[SELECTED EXCERPT]:
:::
This means that the skeleton_experiment is running, and trying to connect to the rl_glue executable server on the local machine through port 4096!

You can kill the process by pressing CTRL-C on your keyboard.

The Skeleton experiment is very simple and well documented, so we won't spend any more time talking about it in these instructions. Please open it up and take a look.

Running All Three Components Together

At this point, we've compiled and run each of the three components, now it's time to run them with the rl_glue executable server. The following will work from the examples directory if you have them all built, and RL-Glue installed in the default location:
	>$ cd examples/skeleton
	>$ rl_glue &
	>$ python skeleton_agent.py &
	>$ python skeleton_environment.py &
	>$ python skeleton_experiment.py &

If RL-Glue is not installed in the default location, you'll have to start the rl_glue executable server using its full path (unless it's in your PATH environment variable):

	>$ /path/to/rl-glue/bin/rl_glue &

You should see output like the following if it worked:

	>$ rl_glue &
RL-Glue Version 3.0-beta-1, Build 848:856
RL-Glue is listening for connections on port=4096

>$ PYTHONPATH=~/PythonCodec/src python skeleton_agent.py &
RL-Glue Python Agent Codec Version: 2.0 (Build 250)
     Connecting to 127.0.0.1 on port 4096...
     Agent Codec Connected
     RL-Glue :: Agent connected.

>$ PYTHONPATH=~/PythonCodec/src python skeleton_environment.py &
RL-Glue Python Environment Codec Version: 2.0 (Build 250)
     Connecting to 127.0.0.1 on port 4096...
     Environment Codec Connected
     RL-Glue :: Environment connected.

>$ PYTHONPATH=~/PythonCodec/src python skeleton_experiment.py &
Experiment starting up!
RL-Glue Python Experiment Codec Version: 2.0 (Build 250)
     Connecting to 127.0.0.1 on port 4096...
     RL-Glue :: Experiment connected.

RL_init called, the environment sent task spec: VERSION RL-Glue-3.0 
PROBLEMTYPE episodic DISCOUNTFACTOR 1.0 OBSERVATIONS INTS (0 20) 
ACTIONS INTS (0 1)  REWARDS (-1.0 1.0)  
EXTRA skeleton_environment(Python) by Brian Tanner.


----------Sending some sample messages----------
Agent responded to "what is your name?" 
with: my name is skeleton_agent, Python edition!
Agent responded to "If at first you don't succeed; call it version 1.0" 
with: I don't know how to respond to your message

Environment responded to "what is your name?" 
with: my name is skeleton_environment, Python edition!
Environment responded to "If at first you don't succeed; call it version 1.0" 
with: I don't know how to respond to your message


----------Running a few episodes----------
Episode 0	 42 steps 	1.0 total reward	 1 natural end
Episode 1	 28 steps 	1.0 total reward	 1 natural end

Episode 2	 96 steps 	-1.0 total reward	 1 natural end
Episode 3	 52 steps 	1.0 total reward	 1 natural end
Episode 4	 100 steps 	0.0 total reward	 0 natural end
Episode 5	 1 steps 	0.0 total reward	 0 natural end
Episode 6	 82 steps 	1.0 total reward	 1 natural end


----------Stepping through an episode----------
First observation and action were: 10 and: 1


----------Summary----------
It ran for 66 steps, total reward was: -1.0


Going Further - Mines Sarsa Example Project

The skeleton sample project is extremely limited and only shows the mechanics of how RL-Glue components are structured using the Python codec. The mines-sarsa sample project is much richer.
:::
[INFORMATION GIVEN]:
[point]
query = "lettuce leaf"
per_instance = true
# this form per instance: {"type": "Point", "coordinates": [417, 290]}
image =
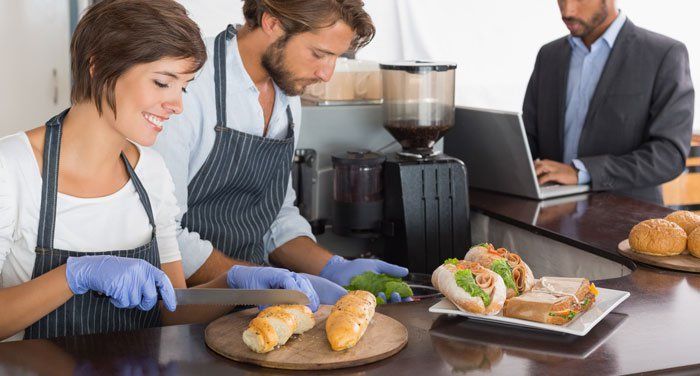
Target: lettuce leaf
{"type": "Point", "coordinates": [376, 283]}
{"type": "Point", "coordinates": [502, 268]}
{"type": "Point", "coordinates": [465, 280]}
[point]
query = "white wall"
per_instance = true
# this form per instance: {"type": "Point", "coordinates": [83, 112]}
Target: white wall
{"type": "Point", "coordinates": [35, 39]}
{"type": "Point", "coordinates": [494, 42]}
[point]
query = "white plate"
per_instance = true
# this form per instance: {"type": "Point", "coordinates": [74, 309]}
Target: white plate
{"type": "Point", "coordinates": [606, 301]}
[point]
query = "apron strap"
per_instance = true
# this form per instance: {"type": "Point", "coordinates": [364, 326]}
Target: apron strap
{"type": "Point", "coordinates": [143, 195]}
{"type": "Point", "coordinates": [220, 73]}
{"type": "Point", "coordinates": [49, 181]}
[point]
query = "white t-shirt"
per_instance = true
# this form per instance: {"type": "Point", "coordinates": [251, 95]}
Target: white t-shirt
{"type": "Point", "coordinates": [114, 222]}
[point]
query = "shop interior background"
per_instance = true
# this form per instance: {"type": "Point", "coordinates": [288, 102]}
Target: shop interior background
{"type": "Point", "coordinates": [493, 42]}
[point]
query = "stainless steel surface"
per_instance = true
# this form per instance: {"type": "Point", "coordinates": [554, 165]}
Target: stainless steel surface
{"type": "Point", "coordinates": [239, 297]}
{"type": "Point", "coordinates": [309, 101]}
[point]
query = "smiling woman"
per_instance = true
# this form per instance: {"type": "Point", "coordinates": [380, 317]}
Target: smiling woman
{"type": "Point", "coordinates": [74, 215]}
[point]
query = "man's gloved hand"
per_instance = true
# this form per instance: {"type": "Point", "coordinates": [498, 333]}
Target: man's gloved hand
{"type": "Point", "coordinates": [128, 282]}
{"type": "Point", "coordinates": [328, 292]}
{"type": "Point", "coordinates": [266, 277]}
{"type": "Point", "coordinates": [341, 271]}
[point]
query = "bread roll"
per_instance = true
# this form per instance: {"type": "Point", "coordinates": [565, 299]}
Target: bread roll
{"type": "Point", "coordinates": [694, 242]}
{"type": "Point", "coordinates": [349, 319]}
{"type": "Point", "coordinates": [444, 279]}
{"type": "Point", "coordinates": [658, 237]}
{"type": "Point", "coordinates": [687, 220]}
{"type": "Point", "coordinates": [274, 325]}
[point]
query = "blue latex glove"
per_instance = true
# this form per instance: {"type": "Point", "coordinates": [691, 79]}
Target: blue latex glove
{"type": "Point", "coordinates": [130, 283]}
{"type": "Point", "coordinates": [265, 277]}
{"type": "Point", "coordinates": [328, 292]}
{"type": "Point", "coordinates": [341, 271]}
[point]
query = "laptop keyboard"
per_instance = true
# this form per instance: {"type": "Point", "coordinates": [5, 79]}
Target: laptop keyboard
{"type": "Point", "coordinates": [549, 187]}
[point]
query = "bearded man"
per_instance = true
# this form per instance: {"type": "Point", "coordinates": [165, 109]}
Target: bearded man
{"type": "Point", "coordinates": [231, 150]}
{"type": "Point", "coordinates": [610, 105]}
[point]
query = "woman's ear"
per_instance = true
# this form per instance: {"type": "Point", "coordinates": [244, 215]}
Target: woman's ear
{"type": "Point", "coordinates": [92, 68]}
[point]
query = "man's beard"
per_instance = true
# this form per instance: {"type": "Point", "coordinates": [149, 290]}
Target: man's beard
{"type": "Point", "coordinates": [588, 26]}
{"type": "Point", "coordinates": [273, 62]}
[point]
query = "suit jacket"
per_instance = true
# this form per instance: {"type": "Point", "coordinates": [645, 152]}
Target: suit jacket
{"type": "Point", "coordinates": [637, 132]}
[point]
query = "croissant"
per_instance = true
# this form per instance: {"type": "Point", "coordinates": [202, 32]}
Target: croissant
{"type": "Point", "coordinates": [349, 319]}
{"type": "Point", "coordinates": [470, 286]}
{"type": "Point", "coordinates": [274, 325]}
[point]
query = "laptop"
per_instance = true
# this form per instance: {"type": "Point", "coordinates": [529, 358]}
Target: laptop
{"type": "Point", "coordinates": [494, 147]}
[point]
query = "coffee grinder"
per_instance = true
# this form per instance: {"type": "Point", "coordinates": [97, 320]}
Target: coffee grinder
{"type": "Point", "coordinates": [416, 199]}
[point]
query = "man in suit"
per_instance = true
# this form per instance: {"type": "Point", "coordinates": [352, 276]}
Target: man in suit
{"type": "Point", "coordinates": [610, 105]}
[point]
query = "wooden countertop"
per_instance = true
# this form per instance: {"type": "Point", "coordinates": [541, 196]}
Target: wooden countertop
{"type": "Point", "coordinates": [654, 330]}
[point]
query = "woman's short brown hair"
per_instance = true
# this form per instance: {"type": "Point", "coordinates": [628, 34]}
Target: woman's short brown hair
{"type": "Point", "coordinates": [115, 35]}
{"type": "Point", "coordinates": [298, 16]}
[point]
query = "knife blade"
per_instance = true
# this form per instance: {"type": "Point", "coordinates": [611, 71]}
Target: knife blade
{"type": "Point", "coordinates": [205, 296]}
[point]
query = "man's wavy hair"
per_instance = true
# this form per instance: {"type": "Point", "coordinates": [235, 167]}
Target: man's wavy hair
{"type": "Point", "coordinates": [299, 16]}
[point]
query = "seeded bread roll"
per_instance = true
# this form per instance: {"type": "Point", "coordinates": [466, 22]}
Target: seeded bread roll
{"type": "Point", "coordinates": [658, 237]}
{"type": "Point", "coordinates": [274, 325]}
{"type": "Point", "coordinates": [687, 220]}
{"type": "Point", "coordinates": [349, 319]}
{"type": "Point", "coordinates": [694, 242]}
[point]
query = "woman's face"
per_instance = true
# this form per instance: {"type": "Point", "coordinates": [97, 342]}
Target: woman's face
{"type": "Point", "coordinates": [147, 95]}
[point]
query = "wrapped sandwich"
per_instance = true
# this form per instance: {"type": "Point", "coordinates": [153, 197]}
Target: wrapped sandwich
{"type": "Point", "coordinates": [553, 300]}
{"type": "Point", "coordinates": [470, 286]}
{"type": "Point", "coordinates": [515, 273]}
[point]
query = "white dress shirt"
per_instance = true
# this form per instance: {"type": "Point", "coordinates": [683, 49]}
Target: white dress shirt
{"type": "Point", "coordinates": [188, 138]}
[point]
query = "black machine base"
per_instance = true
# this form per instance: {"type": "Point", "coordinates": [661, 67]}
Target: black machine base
{"type": "Point", "coordinates": [426, 211]}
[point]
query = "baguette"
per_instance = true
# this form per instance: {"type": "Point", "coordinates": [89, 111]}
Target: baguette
{"type": "Point", "coordinates": [470, 286]}
{"type": "Point", "coordinates": [349, 319]}
{"type": "Point", "coordinates": [553, 300]}
{"type": "Point", "coordinates": [521, 274]}
{"type": "Point", "coordinates": [274, 325]}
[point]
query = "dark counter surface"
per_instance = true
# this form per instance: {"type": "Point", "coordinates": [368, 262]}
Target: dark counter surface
{"type": "Point", "coordinates": [654, 330]}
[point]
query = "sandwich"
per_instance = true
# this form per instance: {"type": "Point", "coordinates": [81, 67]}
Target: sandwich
{"type": "Point", "coordinates": [553, 300]}
{"type": "Point", "coordinates": [516, 275]}
{"type": "Point", "coordinates": [470, 286]}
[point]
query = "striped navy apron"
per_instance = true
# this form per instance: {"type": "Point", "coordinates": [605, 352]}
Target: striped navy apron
{"type": "Point", "coordinates": [237, 194]}
{"type": "Point", "coordinates": [87, 313]}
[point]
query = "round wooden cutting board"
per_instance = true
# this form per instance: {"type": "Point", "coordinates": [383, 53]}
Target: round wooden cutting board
{"type": "Point", "coordinates": [309, 351]}
{"type": "Point", "coordinates": [684, 261]}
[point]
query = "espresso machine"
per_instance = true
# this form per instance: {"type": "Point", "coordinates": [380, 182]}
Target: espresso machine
{"type": "Point", "coordinates": [415, 199]}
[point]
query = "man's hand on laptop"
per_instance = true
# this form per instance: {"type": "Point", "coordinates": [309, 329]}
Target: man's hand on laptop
{"type": "Point", "coordinates": [549, 171]}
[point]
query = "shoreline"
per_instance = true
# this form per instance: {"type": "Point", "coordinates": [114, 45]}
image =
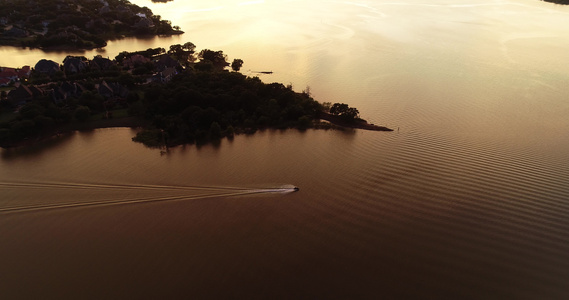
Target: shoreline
{"type": "Point", "coordinates": [134, 122]}
{"type": "Point", "coordinates": [357, 124]}
{"type": "Point", "coordinates": [125, 122]}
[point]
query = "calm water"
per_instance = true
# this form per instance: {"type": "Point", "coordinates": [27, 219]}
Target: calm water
{"type": "Point", "coordinates": [468, 199]}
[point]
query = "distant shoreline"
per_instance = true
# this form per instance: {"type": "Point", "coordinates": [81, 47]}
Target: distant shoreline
{"type": "Point", "coordinates": [357, 124]}
{"type": "Point", "coordinates": [124, 122]}
{"type": "Point", "coordinates": [134, 122]}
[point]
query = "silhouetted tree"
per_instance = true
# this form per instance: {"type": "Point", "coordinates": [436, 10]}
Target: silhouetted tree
{"type": "Point", "coordinates": [237, 64]}
{"type": "Point", "coordinates": [217, 58]}
{"type": "Point", "coordinates": [344, 111]}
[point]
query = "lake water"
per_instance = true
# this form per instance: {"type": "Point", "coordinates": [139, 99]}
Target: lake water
{"type": "Point", "coordinates": [467, 198]}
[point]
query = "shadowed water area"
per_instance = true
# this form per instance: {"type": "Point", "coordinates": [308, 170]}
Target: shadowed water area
{"type": "Point", "coordinates": [466, 199]}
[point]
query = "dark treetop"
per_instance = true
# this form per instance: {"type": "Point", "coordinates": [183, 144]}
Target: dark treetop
{"type": "Point", "coordinates": [75, 24]}
{"type": "Point", "coordinates": [177, 100]}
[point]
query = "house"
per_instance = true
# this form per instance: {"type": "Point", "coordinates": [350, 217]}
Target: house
{"type": "Point", "coordinates": [165, 61]}
{"type": "Point", "coordinates": [135, 61]}
{"type": "Point", "coordinates": [112, 90]}
{"type": "Point", "coordinates": [74, 64]}
{"type": "Point", "coordinates": [16, 32]}
{"type": "Point", "coordinates": [5, 81]}
{"type": "Point", "coordinates": [48, 67]}
{"type": "Point", "coordinates": [7, 75]}
{"type": "Point", "coordinates": [20, 95]}
{"type": "Point", "coordinates": [165, 75]}
{"type": "Point", "coordinates": [101, 63]}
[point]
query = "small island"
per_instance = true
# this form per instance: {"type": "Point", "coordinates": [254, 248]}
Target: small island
{"type": "Point", "coordinates": [76, 24]}
{"type": "Point", "coordinates": [564, 2]}
{"type": "Point", "coordinates": [178, 96]}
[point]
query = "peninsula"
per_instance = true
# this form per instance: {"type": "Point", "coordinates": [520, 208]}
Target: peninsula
{"type": "Point", "coordinates": [76, 24]}
{"type": "Point", "coordinates": [177, 95]}
{"type": "Point", "coordinates": [564, 2]}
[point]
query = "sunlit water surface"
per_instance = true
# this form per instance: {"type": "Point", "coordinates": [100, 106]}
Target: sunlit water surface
{"type": "Point", "coordinates": [467, 198]}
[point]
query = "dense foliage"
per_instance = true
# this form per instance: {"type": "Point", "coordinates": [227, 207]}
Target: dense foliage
{"type": "Point", "coordinates": [199, 106]}
{"type": "Point", "coordinates": [203, 102]}
{"type": "Point", "coordinates": [558, 1]}
{"type": "Point", "coordinates": [76, 23]}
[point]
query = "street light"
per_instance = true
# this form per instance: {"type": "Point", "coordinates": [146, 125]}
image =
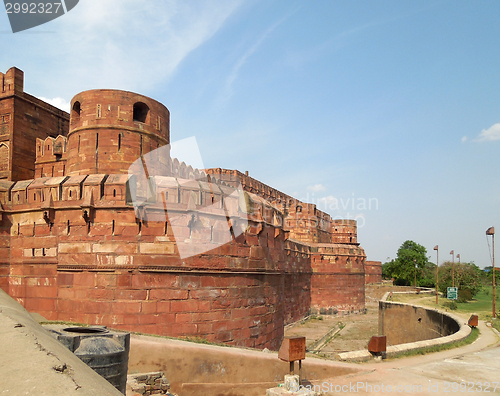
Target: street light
{"type": "Point", "coordinates": [491, 231]}
{"type": "Point", "coordinates": [453, 268]}
{"type": "Point", "coordinates": [436, 248]}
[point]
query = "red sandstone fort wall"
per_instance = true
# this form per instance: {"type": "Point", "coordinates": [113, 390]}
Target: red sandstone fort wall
{"type": "Point", "coordinates": [23, 119]}
{"type": "Point", "coordinates": [119, 272]}
{"type": "Point", "coordinates": [111, 129]}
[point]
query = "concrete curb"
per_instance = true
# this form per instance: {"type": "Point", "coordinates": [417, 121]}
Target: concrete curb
{"type": "Point", "coordinates": [35, 363]}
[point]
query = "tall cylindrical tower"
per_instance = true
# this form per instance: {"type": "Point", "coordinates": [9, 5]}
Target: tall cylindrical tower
{"type": "Point", "coordinates": [110, 129]}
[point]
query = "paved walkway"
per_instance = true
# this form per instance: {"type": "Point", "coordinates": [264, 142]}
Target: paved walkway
{"type": "Point", "coordinates": [473, 369]}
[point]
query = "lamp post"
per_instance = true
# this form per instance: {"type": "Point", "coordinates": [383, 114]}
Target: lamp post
{"type": "Point", "coordinates": [436, 248]}
{"type": "Point", "coordinates": [491, 231]}
{"type": "Point", "coordinates": [452, 268]}
{"type": "Point", "coordinates": [415, 264]}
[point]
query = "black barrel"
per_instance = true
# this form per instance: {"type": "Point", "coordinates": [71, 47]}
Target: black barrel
{"type": "Point", "coordinates": [105, 351]}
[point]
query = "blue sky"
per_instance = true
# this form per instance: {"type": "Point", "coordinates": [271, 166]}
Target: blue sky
{"type": "Point", "coordinates": [383, 111]}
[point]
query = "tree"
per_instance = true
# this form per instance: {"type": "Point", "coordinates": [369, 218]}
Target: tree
{"type": "Point", "coordinates": [411, 262]}
{"type": "Point", "coordinates": [467, 279]}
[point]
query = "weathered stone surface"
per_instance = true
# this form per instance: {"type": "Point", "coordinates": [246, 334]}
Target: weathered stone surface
{"type": "Point", "coordinates": [68, 229]}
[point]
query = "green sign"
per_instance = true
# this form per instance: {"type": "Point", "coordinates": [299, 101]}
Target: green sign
{"type": "Point", "coordinates": [452, 293]}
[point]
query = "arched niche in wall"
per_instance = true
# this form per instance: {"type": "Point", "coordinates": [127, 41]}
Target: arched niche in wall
{"type": "Point", "coordinates": [141, 112]}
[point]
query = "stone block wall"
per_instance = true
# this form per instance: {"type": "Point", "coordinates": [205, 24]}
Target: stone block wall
{"type": "Point", "coordinates": [373, 272]}
{"type": "Point", "coordinates": [23, 119]}
{"type": "Point", "coordinates": [403, 323]}
{"type": "Point", "coordinates": [118, 271]}
{"type": "Point", "coordinates": [111, 129]}
{"type": "Point", "coordinates": [73, 247]}
{"type": "Point", "coordinates": [338, 279]}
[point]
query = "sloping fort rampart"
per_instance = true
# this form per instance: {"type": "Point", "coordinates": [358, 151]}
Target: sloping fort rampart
{"type": "Point", "coordinates": [74, 248]}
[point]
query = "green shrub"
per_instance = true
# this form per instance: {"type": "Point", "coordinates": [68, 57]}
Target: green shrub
{"type": "Point", "coordinates": [464, 295]}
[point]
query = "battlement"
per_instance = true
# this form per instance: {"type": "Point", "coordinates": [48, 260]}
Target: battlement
{"type": "Point", "coordinates": [110, 129]}
{"type": "Point", "coordinates": [51, 156]}
{"type": "Point", "coordinates": [95, 218]}
{"type": "Point", "coordinates": [11, 82]}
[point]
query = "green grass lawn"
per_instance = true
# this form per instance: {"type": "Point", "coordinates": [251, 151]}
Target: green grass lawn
{"type": "Point", "coordinates": [481, 304]}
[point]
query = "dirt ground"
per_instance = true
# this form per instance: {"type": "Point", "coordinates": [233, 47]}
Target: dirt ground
{"type": "Point", "coordinates": [329, 335]}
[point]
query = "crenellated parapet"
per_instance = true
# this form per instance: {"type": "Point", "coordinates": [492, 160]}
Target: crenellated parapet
{"type": "Point", "coordinates": [51, 156]}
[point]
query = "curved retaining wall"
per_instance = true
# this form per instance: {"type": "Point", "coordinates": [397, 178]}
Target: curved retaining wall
{"type": "Point", "coordinates": [409, 327]}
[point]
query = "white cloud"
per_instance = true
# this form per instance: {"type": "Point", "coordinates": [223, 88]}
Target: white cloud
{"type": "Point", "coordinates": [316, 188]}
{"type": "Point", "coordinates": [129, 44]}
{"type": "Point", "coordinates": [492, 133]}
{"type": "Point", "coordinates": [60, 103]}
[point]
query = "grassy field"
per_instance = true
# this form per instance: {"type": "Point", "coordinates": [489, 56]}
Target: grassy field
{"type": "Point", "coordinates": [481, 305]}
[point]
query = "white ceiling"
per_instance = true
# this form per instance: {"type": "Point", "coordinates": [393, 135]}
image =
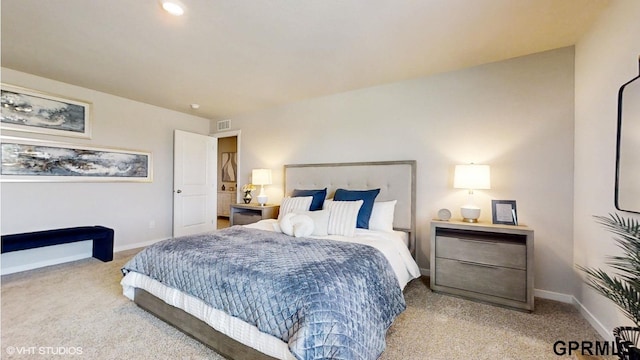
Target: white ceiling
{"type": "Point", "coordinates": [238, 56]}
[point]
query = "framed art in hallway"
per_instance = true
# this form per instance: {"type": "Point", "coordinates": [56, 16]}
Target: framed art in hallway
{"type": "Point", "coordinates": [504, 212]}
{"type": "Point", "coordinates": [30, 160]}
{"type": "Point", "coordinates": [229, 166]}
{"type": "Point", "coordinates": [38, 112]}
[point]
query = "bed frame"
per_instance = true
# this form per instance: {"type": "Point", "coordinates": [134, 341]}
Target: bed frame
{"type": "Point", "coordinates": [396, 180]}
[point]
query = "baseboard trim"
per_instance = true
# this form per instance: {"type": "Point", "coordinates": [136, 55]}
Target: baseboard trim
{"type": "Point", "coordinates": [551, 295]}
{"type": "Point", "coordinates": [607, 334]}
{"type": "Point", "coordinates": [425, 272]}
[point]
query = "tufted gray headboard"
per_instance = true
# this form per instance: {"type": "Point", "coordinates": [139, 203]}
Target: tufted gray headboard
{"type": "Point", "coordinates": [396, 180]}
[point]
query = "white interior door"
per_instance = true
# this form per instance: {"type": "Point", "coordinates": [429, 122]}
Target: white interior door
{"type": "Point", "coordinates": [194, 183]}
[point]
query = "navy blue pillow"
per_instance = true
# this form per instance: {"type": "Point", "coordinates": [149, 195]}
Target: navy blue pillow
{"type": "Point", "coordinates": [368, 196]}
{"type": "Point", "coordinates": [318, 197]}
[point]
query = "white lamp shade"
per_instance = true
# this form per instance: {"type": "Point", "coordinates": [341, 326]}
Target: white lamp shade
{"type": "Point", "coordinates": [261, 176]}
{"type": "Point", "coordinates": [472, 177]}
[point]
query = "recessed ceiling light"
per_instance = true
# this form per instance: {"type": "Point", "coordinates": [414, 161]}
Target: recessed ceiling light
{"type": "Point", "coordinates": [173, 7]}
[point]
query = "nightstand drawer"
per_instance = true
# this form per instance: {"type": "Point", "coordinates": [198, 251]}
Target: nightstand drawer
{"type": "Point", "coordinates": [507, 254]}
{"type": "Point", "coordinates": [490, 280]}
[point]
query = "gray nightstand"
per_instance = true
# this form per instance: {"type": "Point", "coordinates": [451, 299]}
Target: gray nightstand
{"type": "Point", "coordinates": [243, 214]}
{"type": "Point", "coordinates": [486, 262]}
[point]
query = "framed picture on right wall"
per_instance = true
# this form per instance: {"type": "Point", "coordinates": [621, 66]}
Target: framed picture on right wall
{"type": "Point", "coordinates": [504, 212]}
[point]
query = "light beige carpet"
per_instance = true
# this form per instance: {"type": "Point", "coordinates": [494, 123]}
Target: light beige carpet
{"type": "Point", "coordinates": [79, 307]}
:::
[WORK TO BE COMPLETED]: In the RL-Glue excerpt, how can you kill the running skeleton_experiment process? The items have no connection to the RL-Glue excerpt.

[CORRECT RESPONSE]: By pressing CTRL-C on the keyboard.